# But de l'exercice
Dans le commentaire sur Matthieu 6, 8, modifiez s'il vous plaît tout ce qui va de « Quelques philosophes ont » jusqu'à « qu'il sait déjà. ». Remplacez « philosophes » par « penseurs ».

# Texte à lire

+ + + +

Matthieu 6, 8
Ne les imitez donc pas, car votre Père sait de quoi vous avez besoin, avant même que vous l’ayez demandé.
Ne les imitez donc pas, car votre Père sait de quoi vous avez besoin, avant même que vous l’ayez demandé.
Notre-Seigneur condamne ici toutes les paroles inutiles et vaines dans la prière, comme lorsque nous demandons à Dieu non pas ce qui est digne de lui et de nous, mais la puissance, la gloire, la victoire sur nos ennemis, de grandes richesses. Il nous défend donc ici les longues prières, je ne dis pas longues par leur durée, mais par la multitude des paroles dont elles sont composées. Cependant la persévérance dans la prière est nécessaire : « Persévérez dans la prière » nous dit l'apôtre (Rm 12 ; Col 4, 2 ; Ep 6, 18). Ce n'est pas qu'il nous ordonne de faire des prières composées de dix mille phrases ; il veut simplement que nous les prolongions par les instances de notre coeur ; c'est ce que Notre-Seigneur nous insinue indirectement par ces paroles : « N'affectez pas de parler beaucoup. »
Vous ne priez donc pas pour instruire Dieu, mais pour le fléchir, pour vous unir intimement à lui par la continuité de la prière, pour vous humilier, pour réveiller en vous le souvenir de vos péchés.
Quelques philosophes ont pris occasion de là pour formuler comme un dogme cette impiété : Si Dieu connaît par avance et l'objet de nos prières, et les besoins que nous voulons lui exposer, il est inutile de les lui dire. Nous leur répondons que nous faisons à Dieu non pas un récit mais une prière, et qu'il y a une grande différence entre raconter à quelqu'un ce qu'il ignore, et lui demander ce qu'il sait déjà.

+ + + +

# Données fournies

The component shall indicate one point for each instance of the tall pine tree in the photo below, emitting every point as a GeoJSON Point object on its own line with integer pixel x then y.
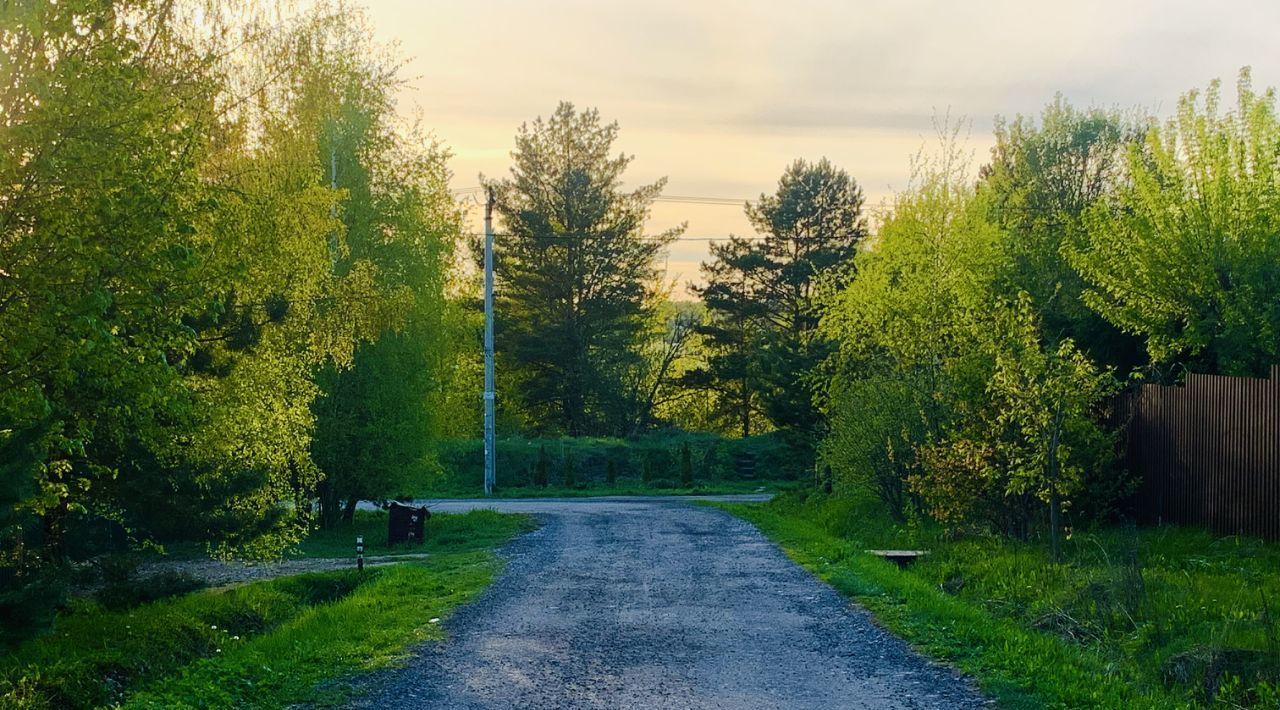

+ + + +

# Résultat attendu
Quelques penseurs ont pris occasion de là pour formuler comme un dogme cette impiété : Si Dieu connaît par avance et l'objet de nos prières, et les besoins que nous voulons lui exposer, il est inutile de les lui dire. Nous leur répondons que nous faisons à Dieu non pas un récit mais une prière, et qu'il y a une grande différence entre raconter à quelqu'un ce qu'il ignore, et lui demander ce qu'il sait déjà.